▶ [INSTRUCTION 1]
Update the point-labeling records below by replacing "drop a marker" with "place a marker" wherever it occurs and leaving everything else unchanged. Leave the pictures out of your answer.

━━ SELECTED TEXT ━━

A usage amount of the flame retardant additive generally ranges between 0.5 PHR and 2.0 PHR, preferably ranges between 0.7 PHR and 1.5 PHR, and more preferably ranges between 0.8 PHR and 1.2 PHR. In addition, a usage amount of the carbon forming additive generally ranges between 0.2 PHR and 1.0 PHR, preferably ranges between 0.3 PHR and 0.9 PHR, and more preferably ranges between 0.4 PHR and 0.8 PHR.
Further, a total added amount of the flame retardant additive and the carbon forming additive is generally not greater than 3 PHR (preferably between 2.5 PHR and 1.5 PHR, and more preferably between 2 PHR and 1.5 PHR). That is to say, each of the flame retardant additive and the carbon forming additive has a low added amount.
In terms of ratio range, a ratio range of the flame retardant additive to the carbon forming additive is generally between 10/1 and 1/2, preferably between 8/1 and 1/1, and more preferably between 7/1 and 2/1. That is to say, an amount of the flame retardant additive is generally between 10 times and 0.5 times (preferably between 8 times and 1 times, and more preferably between 7 times and 2 times) an amount of the carbon forming additive.
According to the above-mentioned configuration, since the modifier is a component (e.g., zinc oxide) capable of rapid carbon formation at a high temperature, the flame retardant additive not only has a flame retardant effect per se, but also possesses an effect of accelerating carbon formation through modification of the modifier. Therefore, the total added amount of the flame retardant additive and the carbon forming additive in the polyvinyl chloride resin material can be effectively reduced.

━━━
━━ INFORMATION PROVIDED ━━

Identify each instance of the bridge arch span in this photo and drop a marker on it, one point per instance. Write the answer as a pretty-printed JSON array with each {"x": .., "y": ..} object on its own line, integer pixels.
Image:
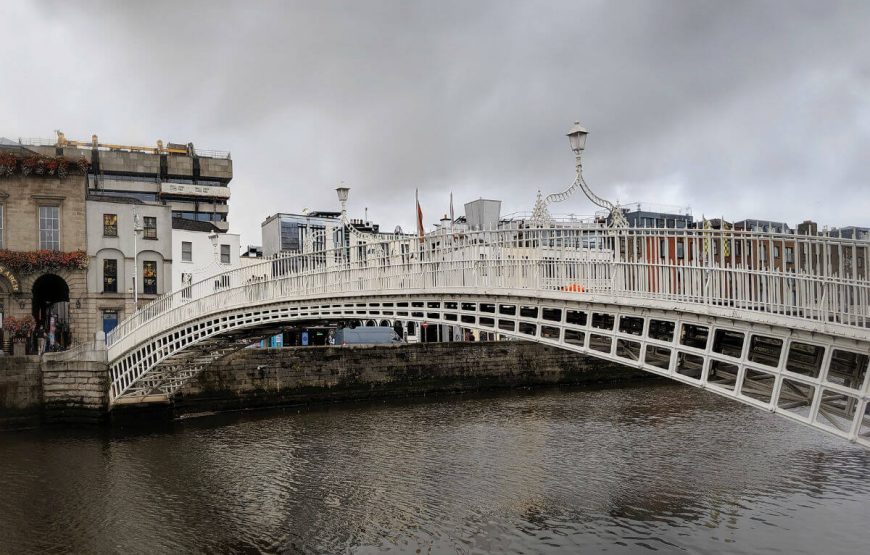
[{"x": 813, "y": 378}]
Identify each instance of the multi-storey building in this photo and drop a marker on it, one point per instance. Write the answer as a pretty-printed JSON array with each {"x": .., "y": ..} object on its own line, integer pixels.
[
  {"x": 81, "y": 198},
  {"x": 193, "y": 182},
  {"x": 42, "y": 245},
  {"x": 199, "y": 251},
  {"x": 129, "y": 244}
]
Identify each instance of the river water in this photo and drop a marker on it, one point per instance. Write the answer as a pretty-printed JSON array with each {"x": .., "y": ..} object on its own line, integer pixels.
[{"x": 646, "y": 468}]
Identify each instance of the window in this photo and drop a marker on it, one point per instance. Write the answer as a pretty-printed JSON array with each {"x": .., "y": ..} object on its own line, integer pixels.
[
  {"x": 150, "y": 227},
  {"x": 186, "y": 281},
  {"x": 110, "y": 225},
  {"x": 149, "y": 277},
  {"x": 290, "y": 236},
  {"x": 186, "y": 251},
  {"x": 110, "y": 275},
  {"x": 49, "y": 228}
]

━━━

▶ [INSTRUCTION 2]
Answer these questions from the flame retardant passage above:
(a) Generally, what range does the usage amount of the carbon forming additive fall within?
(b) What is the more preferable ratio range of the flame retardant additive to the carbon forming additive?
(c) What component is given as an example of the modifier?

▶ [TASK SOLUTION 1]
Identify each instance of the bridge arch span in this photo and place a marker on it, one point per instance. Write the answer as a pretty-printed JSON array with each {"x": .., "y": ..} object on its own line, integer pixels.
Image:
[{"x": 813, "y": 378}]
Identify each instance of the multi-storey building in this photo and place a marker on it, one point per instance. Write the answer as a pretty-printed JSON array with each {"x": .., "y": ..} object on its own line, integer pixels.
[
  {"x": 81, "y": 198},
  {"x": 193, "y": 182},
  {"x": 42, "y": 245},
  {"x": 199, "y": 251},
  {"x": 129, "y": 244}
]
Identify each instance of the river water in this photo and place a marker on it, one point per instance. Write the answer as a pretty-printed JSON array with each {"x": .., "y": ..} object on its own line, integer pixels.
[{"x": 646, "y": 468}]
Identify each instance of the window in this photo and place a marker on it, one point per instance. Write the answer as a pretty-printed JSON array with each {"x": .., "y": ..} object on its own line, integer pixels.
[
  {"x": 150, "y": 227},
  {"x": 186, "y": 281},
  {"x": 110, "y": 225},
  {"x": 149, "y": 277},
  {"x": 290, "y": 236},
  {"x": 186, "y": 251},
  {"x": 110, "y": 275},
  {"x": 49, "y": 228}
]

▶ [TASK SOLUTION 2]
(a) Between 0.2 PHR and 1.0 PHR.
(b) Between 7/1 and 2/1.
(c) Zinc oxide.